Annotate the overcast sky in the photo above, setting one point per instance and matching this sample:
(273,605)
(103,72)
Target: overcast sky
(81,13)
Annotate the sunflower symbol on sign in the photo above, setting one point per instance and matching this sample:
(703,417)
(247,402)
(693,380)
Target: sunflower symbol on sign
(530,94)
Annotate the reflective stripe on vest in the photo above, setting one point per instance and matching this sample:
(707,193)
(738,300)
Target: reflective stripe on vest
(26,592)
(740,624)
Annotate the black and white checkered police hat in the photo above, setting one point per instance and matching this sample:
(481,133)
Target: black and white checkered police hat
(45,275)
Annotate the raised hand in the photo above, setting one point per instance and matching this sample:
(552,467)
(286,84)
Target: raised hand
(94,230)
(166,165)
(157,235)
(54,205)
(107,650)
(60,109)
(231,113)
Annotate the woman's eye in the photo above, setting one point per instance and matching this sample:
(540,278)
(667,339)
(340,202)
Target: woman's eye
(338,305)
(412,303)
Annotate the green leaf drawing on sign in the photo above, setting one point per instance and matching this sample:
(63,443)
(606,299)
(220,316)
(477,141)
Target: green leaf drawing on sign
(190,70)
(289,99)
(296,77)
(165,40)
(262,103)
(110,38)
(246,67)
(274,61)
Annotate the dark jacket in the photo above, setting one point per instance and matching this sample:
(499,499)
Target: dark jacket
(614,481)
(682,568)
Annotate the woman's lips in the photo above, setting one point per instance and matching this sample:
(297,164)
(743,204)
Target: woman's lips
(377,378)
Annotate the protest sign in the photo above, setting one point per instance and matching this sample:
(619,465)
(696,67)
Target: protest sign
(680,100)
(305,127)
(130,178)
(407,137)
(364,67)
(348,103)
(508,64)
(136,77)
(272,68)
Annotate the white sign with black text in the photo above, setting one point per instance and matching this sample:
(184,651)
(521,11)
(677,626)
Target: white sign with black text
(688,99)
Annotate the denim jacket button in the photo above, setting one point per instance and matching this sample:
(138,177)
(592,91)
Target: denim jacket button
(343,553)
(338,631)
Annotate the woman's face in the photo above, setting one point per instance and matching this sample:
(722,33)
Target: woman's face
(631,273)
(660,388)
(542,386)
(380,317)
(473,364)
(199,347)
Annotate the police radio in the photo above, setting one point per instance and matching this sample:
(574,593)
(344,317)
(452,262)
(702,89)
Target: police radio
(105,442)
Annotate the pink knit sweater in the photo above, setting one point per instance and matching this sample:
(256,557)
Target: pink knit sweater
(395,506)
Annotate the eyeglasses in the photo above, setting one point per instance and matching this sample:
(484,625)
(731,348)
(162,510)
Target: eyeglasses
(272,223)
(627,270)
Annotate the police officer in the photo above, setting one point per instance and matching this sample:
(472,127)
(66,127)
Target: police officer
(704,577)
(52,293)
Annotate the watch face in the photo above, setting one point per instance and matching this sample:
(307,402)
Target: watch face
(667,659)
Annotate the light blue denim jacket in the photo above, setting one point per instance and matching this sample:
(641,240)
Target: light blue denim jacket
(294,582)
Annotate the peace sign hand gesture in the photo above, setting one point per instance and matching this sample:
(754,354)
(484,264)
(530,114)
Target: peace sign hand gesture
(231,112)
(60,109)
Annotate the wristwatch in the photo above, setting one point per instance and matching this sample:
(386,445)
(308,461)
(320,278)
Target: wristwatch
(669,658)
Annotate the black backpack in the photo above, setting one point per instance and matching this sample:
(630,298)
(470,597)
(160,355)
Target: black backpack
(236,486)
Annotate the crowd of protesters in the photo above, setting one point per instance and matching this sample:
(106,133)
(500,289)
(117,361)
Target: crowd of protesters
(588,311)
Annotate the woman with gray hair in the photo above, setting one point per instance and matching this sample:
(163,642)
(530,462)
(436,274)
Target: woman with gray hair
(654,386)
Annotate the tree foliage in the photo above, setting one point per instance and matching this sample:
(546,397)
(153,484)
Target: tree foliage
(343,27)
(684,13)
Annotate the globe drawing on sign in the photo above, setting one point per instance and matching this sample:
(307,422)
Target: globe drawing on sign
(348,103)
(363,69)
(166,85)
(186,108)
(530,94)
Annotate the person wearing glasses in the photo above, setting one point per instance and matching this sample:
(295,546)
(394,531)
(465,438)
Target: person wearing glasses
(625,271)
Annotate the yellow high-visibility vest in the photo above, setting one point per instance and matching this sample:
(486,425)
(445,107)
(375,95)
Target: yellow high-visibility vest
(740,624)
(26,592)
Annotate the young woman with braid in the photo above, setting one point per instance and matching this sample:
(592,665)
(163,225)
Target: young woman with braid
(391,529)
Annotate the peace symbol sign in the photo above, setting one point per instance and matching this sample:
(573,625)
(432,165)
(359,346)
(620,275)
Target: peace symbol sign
***
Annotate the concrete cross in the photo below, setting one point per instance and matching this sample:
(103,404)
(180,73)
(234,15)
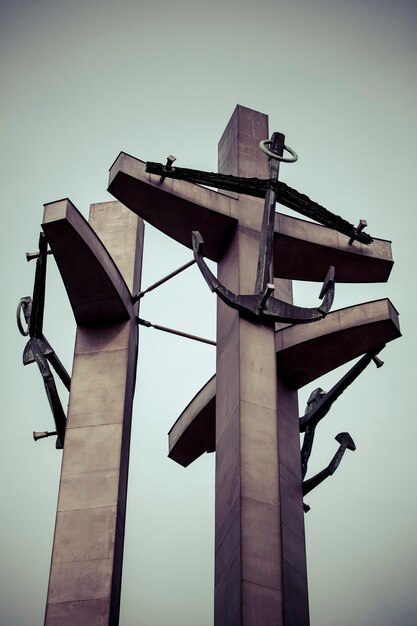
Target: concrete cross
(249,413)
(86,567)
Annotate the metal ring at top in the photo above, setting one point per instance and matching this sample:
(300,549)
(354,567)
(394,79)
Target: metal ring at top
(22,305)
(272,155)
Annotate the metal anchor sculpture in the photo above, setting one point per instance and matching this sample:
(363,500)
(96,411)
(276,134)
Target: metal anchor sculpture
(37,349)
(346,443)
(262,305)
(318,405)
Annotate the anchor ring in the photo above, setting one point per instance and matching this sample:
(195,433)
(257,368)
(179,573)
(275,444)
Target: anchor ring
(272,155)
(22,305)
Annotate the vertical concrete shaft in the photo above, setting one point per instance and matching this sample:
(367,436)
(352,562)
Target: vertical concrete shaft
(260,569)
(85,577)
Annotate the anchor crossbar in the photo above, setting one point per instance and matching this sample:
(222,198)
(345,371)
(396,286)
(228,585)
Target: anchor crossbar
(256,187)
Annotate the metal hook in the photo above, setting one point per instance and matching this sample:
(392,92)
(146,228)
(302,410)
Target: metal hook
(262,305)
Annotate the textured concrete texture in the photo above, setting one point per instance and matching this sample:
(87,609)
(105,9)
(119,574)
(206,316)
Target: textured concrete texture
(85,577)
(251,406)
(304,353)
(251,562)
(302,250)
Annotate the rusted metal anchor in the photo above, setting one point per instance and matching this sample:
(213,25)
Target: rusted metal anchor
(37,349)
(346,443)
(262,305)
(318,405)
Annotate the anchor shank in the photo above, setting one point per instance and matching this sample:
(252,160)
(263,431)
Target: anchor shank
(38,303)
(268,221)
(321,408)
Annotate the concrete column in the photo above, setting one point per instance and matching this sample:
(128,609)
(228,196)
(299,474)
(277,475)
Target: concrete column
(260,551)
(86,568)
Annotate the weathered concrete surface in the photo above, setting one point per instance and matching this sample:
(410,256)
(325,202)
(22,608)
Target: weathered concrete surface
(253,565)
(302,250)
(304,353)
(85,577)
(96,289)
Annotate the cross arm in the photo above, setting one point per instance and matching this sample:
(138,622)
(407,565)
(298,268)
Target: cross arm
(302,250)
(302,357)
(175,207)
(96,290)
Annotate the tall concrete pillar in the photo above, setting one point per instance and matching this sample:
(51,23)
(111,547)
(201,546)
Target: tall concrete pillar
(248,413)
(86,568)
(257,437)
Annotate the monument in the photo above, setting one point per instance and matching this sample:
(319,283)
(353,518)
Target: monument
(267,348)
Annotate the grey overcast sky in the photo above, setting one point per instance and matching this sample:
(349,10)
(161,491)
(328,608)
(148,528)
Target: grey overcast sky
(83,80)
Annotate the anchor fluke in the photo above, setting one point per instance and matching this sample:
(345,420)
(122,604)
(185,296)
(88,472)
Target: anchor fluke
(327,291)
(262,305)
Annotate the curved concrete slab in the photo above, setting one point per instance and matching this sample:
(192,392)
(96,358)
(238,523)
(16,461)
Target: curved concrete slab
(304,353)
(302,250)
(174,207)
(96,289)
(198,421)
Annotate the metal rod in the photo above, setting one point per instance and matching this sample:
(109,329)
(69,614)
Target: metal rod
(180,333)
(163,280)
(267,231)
***
Short problem »
Count the lines in the rows above that contain the string "drawing", matching case exactly. Reply with the number alone.

Task response »
4